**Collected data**

★ ★ ★ ★

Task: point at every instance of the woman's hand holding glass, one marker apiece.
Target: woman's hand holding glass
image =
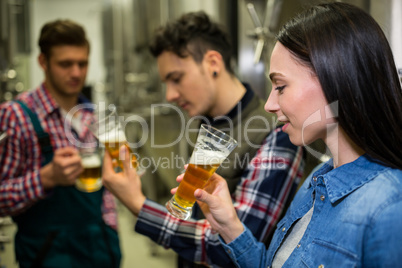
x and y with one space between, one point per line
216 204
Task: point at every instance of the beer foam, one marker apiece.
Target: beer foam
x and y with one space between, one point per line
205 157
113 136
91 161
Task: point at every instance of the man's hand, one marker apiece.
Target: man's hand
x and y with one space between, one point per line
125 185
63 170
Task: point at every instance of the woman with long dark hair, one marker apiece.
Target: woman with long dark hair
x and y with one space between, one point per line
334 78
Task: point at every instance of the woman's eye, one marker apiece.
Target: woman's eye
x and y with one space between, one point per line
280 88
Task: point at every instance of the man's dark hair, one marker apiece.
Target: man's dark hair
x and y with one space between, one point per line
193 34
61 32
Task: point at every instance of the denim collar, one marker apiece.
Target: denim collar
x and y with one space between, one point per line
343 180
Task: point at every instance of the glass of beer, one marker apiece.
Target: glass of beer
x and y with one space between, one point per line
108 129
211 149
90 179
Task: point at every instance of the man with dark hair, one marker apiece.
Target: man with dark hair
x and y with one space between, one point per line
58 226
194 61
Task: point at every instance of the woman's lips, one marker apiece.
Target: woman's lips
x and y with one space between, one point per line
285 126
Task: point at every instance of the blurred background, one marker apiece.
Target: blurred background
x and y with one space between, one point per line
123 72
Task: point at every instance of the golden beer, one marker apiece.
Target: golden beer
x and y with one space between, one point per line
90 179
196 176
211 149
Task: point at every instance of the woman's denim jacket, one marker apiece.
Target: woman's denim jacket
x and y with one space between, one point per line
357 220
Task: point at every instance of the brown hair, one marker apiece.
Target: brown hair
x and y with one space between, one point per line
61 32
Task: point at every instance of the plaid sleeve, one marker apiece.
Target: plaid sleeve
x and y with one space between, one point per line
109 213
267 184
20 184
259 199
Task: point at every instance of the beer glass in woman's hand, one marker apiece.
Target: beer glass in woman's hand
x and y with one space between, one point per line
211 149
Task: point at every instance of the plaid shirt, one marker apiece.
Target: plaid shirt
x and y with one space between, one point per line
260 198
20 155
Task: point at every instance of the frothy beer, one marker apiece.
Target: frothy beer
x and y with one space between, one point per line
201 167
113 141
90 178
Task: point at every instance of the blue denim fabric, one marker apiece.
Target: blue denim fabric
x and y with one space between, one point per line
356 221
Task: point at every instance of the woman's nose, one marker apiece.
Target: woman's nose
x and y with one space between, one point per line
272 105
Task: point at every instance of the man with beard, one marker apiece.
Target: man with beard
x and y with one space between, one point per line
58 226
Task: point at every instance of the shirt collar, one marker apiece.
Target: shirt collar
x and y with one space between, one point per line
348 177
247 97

★ ★ ★ ★

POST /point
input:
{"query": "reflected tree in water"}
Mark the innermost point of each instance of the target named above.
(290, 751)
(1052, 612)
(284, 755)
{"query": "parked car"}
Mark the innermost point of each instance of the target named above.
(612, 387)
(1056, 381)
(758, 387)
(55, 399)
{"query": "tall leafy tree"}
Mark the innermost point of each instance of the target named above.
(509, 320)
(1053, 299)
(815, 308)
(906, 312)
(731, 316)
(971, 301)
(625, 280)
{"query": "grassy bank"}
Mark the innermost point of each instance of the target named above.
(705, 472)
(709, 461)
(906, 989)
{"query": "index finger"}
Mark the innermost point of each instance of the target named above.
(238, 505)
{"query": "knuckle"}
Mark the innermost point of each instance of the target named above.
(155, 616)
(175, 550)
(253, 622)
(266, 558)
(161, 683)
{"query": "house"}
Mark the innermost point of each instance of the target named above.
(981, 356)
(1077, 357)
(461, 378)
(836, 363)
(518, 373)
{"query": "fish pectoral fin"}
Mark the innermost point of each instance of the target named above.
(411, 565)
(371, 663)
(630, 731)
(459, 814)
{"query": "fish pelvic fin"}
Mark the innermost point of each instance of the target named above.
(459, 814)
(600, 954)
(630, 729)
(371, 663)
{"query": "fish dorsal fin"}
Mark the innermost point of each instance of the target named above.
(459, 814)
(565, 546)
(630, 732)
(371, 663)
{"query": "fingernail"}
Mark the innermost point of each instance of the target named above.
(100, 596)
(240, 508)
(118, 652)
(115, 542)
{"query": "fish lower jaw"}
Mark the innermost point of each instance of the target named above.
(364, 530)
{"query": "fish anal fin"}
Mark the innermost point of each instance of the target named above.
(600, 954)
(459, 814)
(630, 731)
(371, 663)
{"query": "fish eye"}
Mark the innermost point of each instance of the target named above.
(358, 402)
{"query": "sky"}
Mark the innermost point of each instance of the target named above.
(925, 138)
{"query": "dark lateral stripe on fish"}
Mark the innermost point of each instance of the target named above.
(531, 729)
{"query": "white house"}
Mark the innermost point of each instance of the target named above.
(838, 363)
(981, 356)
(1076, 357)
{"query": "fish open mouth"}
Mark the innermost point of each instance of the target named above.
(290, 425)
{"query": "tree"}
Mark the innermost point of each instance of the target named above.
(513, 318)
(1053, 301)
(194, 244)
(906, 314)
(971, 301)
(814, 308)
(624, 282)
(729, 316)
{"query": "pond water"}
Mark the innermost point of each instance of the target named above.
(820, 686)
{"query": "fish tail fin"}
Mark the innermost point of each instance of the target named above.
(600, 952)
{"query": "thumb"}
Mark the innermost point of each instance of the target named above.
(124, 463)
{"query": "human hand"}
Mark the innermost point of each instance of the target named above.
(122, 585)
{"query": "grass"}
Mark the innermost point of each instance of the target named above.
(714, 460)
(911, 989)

★ ★ ★ ★

**Problem details**
Identify and copy every line of the entries above that contains the string "hand". Matching is case-sensitive.

**Solution**
Task: point at every instance of the woman's hand holding glass, one marker apiece.
Target: woman's hand holding glass
Task: point at every instance of the man's hand, one marker apiece.
Target: man's hand
Task: point at every instance of the beer glass in woman's hand, one marker apiece.
Target: beer glass in woman's hand
{"query": "human hand"}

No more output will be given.